# Activity:
Each line of the records that follow must come back exactly, with pictures skipped.

-----

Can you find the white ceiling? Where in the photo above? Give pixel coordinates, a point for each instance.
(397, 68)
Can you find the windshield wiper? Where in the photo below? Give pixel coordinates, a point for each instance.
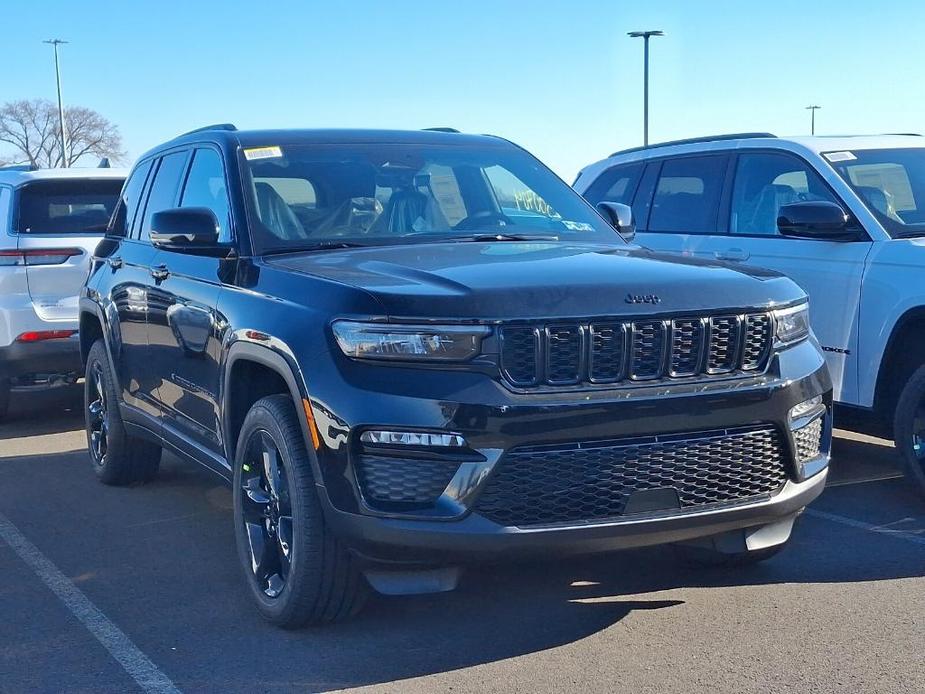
(321, 245)
(508, 237)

-----

# Exercise answer:
Can you find the white ceiling? Where in the photo above? Give pixel coordinates, a point for each instance.
(397, 68)
Can you find the windshield wiper? Where in the photo below? Give pixel coordinates, a point for each instance.
(321, 245)
(508, 237)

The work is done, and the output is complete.